- WORK TO COMPLETE:
Pick up the postdoc blog post about the poop-scented flower after its final sentence and continue writing it.

- SELECTED EXTRACT:
——

My (Swiss)French, Poop-Scented Postdoc Project
Updated: Apr 14, 2019
With any luck, this chapter of my life will be called, I Learned French Following a Flower that Smells Like Poop.
The only problem is that I currently speak less French than my Midwestern Dad (Hi Daddio!). In addition to learning a new language, studying the chemical language of plant-insect interactions reveals that communication can be tricky for more than just us humans: the flowers in the Araceae family are full of deceit.
Now I am sure you are thinking,
"What does poop-scented flower sex have to do with my PhD work on lima bean defenses with nitrogen-fixing bacteria?" Sure, the system is different, but this new system gives me a chance to ask very similar questions in a different light: How has secondary metabolism evolved in the context of plant symbiotic relationships? What ecological factors explain the way plants communicate and cooperate with the organisms that provide a beneficial service?
Picture a purplish, greenish, calla lily-like flower. These flowers release a perfume that smells like a perfect egg-laying/young-rearing site for a fly (which means: it smells like poop).

——

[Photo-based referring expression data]
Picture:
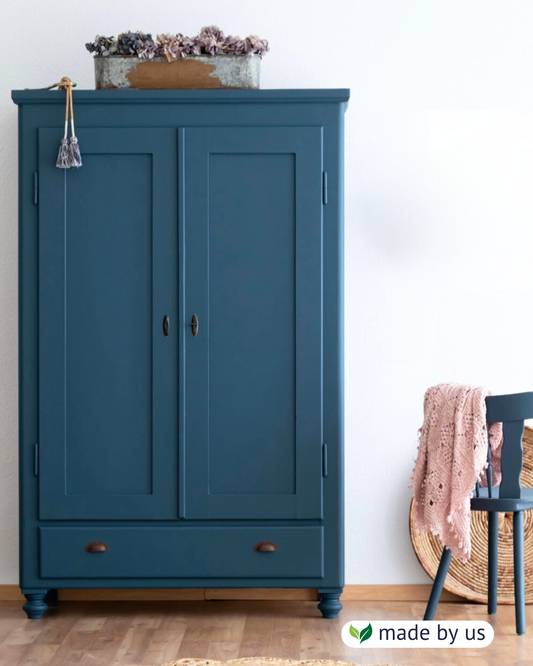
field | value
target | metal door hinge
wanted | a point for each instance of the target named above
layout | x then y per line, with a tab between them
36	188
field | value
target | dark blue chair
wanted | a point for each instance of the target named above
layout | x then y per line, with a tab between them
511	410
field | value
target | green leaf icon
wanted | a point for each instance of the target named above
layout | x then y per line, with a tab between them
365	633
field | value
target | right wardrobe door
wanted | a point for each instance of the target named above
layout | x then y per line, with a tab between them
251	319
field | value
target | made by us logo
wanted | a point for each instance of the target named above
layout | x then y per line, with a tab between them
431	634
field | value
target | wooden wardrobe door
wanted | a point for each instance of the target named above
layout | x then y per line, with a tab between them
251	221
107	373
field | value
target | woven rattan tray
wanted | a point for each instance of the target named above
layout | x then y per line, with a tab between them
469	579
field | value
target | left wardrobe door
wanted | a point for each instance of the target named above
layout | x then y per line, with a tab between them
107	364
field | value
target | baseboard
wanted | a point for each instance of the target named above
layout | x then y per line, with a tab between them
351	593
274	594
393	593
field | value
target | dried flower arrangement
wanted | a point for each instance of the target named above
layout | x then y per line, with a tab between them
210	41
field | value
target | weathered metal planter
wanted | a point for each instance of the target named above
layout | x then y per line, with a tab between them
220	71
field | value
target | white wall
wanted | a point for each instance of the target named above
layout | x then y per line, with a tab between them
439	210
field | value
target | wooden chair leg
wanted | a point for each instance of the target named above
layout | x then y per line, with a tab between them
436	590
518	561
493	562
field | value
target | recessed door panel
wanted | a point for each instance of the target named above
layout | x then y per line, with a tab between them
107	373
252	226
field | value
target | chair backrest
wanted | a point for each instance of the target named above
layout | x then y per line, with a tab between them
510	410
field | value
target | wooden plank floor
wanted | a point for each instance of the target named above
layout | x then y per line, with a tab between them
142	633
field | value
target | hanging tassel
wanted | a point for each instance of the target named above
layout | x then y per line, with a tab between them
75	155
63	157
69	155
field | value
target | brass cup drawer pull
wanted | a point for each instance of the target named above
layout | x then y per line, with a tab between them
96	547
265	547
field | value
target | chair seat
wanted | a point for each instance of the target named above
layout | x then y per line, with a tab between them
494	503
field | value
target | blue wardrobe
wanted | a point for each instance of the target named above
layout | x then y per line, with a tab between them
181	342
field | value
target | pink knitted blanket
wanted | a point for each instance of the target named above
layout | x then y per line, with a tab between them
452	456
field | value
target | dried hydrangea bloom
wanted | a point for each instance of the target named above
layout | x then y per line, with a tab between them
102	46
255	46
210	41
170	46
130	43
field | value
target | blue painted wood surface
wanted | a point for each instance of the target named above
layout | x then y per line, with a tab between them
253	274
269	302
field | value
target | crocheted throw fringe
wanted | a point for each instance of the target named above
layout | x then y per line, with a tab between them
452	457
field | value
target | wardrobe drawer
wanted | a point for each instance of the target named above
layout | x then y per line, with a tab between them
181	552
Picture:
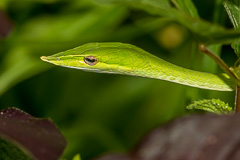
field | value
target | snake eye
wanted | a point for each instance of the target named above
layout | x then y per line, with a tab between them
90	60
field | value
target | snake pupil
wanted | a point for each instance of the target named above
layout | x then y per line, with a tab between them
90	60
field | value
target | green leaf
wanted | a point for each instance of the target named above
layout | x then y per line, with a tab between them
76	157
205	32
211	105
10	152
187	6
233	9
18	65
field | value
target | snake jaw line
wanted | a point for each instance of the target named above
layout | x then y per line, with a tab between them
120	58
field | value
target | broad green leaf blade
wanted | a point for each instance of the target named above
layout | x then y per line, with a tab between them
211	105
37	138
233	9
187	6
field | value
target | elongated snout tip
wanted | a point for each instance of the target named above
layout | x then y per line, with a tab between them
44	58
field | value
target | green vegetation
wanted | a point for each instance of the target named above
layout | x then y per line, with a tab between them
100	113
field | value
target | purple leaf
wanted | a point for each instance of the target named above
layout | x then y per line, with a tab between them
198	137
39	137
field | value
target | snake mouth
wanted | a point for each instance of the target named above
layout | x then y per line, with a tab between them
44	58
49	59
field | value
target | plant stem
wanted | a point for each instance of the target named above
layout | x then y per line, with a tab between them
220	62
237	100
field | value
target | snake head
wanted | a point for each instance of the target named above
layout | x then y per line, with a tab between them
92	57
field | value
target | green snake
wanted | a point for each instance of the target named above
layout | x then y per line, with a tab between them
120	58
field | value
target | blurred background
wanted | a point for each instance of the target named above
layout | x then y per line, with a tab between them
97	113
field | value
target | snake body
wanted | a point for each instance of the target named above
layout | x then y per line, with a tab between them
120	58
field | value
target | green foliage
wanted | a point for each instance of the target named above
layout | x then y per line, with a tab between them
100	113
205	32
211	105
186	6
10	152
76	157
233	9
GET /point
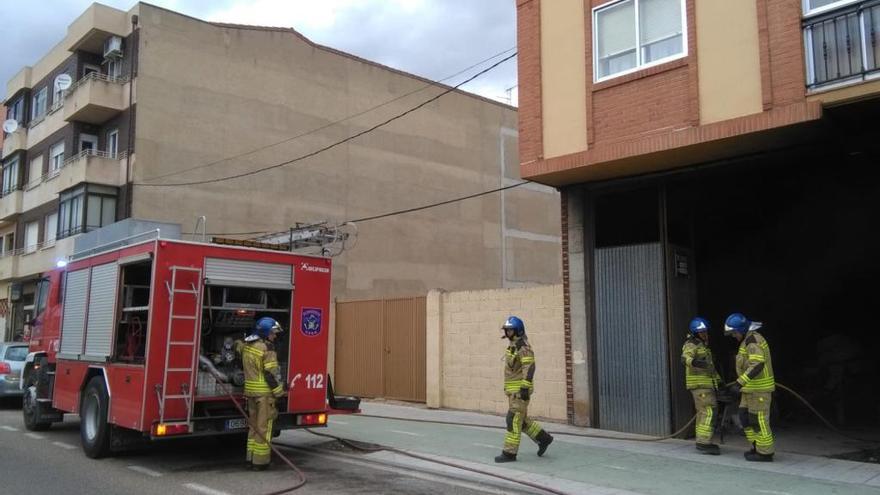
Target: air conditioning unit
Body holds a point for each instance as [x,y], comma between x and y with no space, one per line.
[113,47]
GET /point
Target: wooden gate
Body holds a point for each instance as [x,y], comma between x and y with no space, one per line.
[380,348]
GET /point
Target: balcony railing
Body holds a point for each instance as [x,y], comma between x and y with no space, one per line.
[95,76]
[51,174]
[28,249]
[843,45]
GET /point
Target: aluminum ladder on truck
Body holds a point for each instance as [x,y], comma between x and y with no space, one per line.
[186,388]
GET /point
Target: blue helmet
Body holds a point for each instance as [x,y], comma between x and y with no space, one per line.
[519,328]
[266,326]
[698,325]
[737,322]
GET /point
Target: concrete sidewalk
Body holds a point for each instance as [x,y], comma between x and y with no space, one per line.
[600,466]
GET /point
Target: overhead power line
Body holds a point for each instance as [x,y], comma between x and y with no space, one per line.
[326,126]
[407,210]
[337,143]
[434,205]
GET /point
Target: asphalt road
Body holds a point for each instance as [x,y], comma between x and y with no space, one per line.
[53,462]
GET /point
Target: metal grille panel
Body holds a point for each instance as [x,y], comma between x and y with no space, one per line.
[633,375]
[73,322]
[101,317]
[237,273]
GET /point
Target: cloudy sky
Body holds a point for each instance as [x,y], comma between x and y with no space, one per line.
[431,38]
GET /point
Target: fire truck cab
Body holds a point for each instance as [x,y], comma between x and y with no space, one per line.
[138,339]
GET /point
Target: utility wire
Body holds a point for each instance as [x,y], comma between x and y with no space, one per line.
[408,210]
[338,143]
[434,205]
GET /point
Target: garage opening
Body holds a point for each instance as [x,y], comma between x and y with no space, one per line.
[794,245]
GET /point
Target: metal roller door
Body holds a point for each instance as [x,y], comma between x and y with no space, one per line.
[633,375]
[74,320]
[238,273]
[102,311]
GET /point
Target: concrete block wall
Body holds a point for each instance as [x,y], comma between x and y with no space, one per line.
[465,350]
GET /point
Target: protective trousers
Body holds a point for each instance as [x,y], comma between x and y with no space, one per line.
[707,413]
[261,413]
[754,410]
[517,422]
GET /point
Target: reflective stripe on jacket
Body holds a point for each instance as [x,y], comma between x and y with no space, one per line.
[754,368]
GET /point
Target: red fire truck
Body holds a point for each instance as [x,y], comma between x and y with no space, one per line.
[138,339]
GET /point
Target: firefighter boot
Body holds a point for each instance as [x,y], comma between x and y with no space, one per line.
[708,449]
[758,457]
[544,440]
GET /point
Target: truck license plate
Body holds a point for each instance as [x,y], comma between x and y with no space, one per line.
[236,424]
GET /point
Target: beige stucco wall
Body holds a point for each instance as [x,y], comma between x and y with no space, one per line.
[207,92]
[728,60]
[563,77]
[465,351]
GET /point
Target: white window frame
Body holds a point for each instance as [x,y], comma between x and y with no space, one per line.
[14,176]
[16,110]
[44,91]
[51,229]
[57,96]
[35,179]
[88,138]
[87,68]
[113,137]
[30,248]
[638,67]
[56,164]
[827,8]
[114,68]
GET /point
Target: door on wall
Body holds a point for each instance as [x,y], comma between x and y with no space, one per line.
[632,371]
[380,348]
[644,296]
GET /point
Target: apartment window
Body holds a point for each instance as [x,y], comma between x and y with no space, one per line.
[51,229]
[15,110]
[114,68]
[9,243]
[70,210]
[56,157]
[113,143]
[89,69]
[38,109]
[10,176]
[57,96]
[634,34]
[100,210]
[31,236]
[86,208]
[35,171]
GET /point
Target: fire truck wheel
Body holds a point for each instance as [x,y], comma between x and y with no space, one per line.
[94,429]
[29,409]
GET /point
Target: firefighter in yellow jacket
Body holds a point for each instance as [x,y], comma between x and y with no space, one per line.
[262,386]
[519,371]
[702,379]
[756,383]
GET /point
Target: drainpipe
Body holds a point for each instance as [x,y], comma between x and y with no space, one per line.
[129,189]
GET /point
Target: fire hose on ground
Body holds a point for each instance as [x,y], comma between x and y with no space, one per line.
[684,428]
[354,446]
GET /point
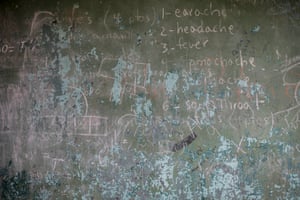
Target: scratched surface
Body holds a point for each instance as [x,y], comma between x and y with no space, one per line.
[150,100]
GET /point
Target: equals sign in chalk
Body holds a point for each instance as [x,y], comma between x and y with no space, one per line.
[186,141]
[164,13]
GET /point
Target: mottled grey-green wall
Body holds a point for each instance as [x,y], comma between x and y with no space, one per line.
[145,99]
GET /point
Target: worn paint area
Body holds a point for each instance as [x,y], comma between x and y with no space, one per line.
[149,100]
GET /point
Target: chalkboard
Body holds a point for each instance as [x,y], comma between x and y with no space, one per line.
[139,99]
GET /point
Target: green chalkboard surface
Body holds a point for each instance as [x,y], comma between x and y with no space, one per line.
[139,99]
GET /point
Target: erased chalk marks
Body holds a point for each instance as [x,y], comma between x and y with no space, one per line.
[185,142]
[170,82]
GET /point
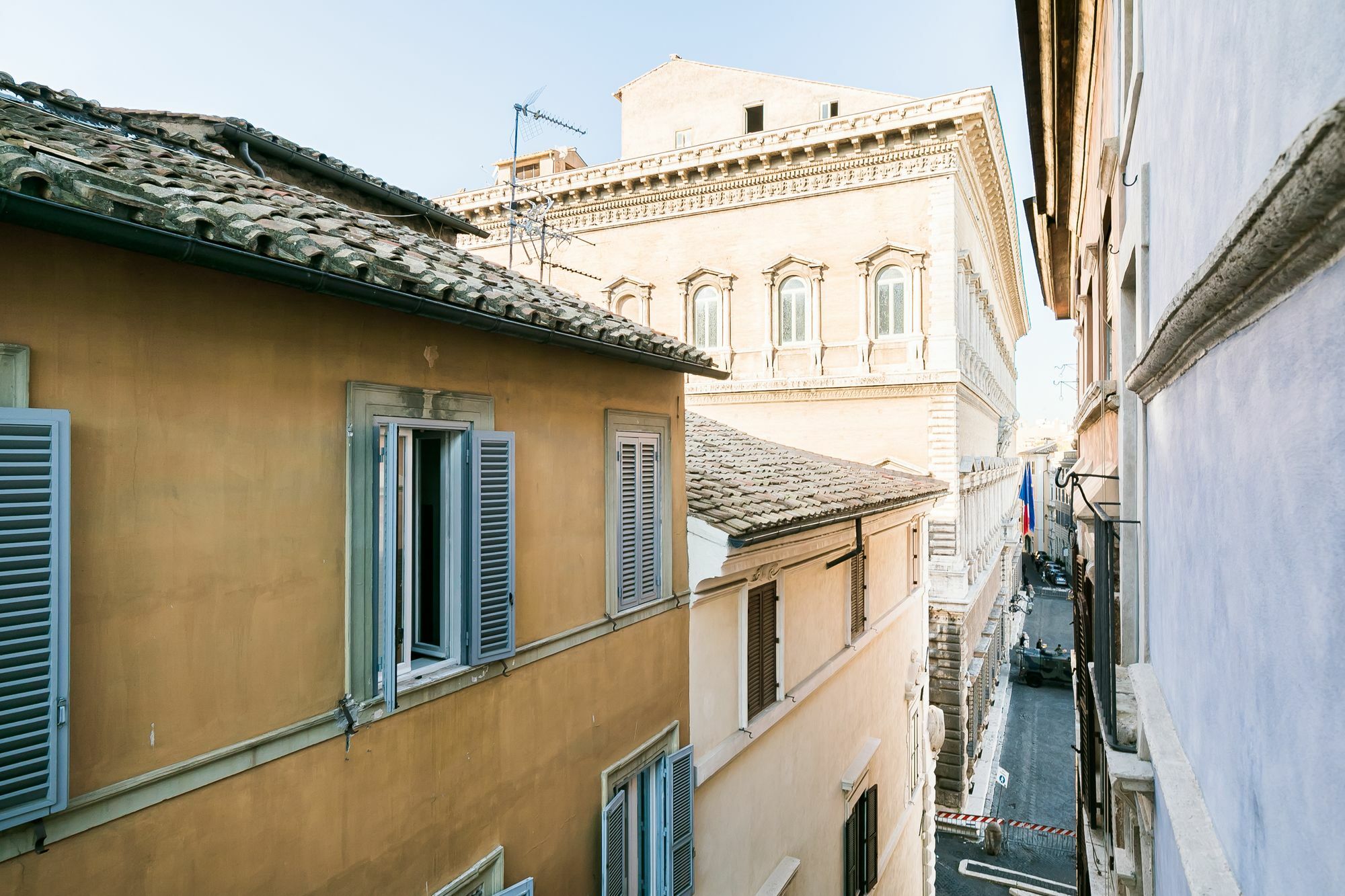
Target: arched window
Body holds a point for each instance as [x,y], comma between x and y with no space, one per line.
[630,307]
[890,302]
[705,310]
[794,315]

——

- ANSWER BOX:
Then, tiny adorable flies, intrigued by the prospect of a nursery, make their way down the petal-like tube of the inflorescence, where receptive female flowers in a cluster are ready for pollination. All night long the female flowers have the flies' undivided pollination services. Why? Because a series of sterile flowers bloom at the narrow opening, and the tiny adorable flies get trapped! 24 hours later, once the female flowers are adequately pollinated, the sterile flowers holding flies captive dry out just as the male flowers bloom, sending pollen on their way with the flies, who are once again, vulnerable to the trickery of the next "sweet"-smelling flower.
Will the tiny adorable flies fall for the same trick again? This is one of the big evolutionary questions that excites me. How does the deceptive mode of attraction play a role shaping the volatile signals involved in this chemical language?
Sounds like a romance language to me.
Starting Oct. 1st, 2017, all of this fascinating work will be the basis for my one-year postdoctoral research position funded by a collaborative grant between Dr. Nadir Alvarez and Dr. Sergio Rasmann at the University of Neuchâtel. I feel incredibly luck to get the chance to work with both of these wonderful scientists.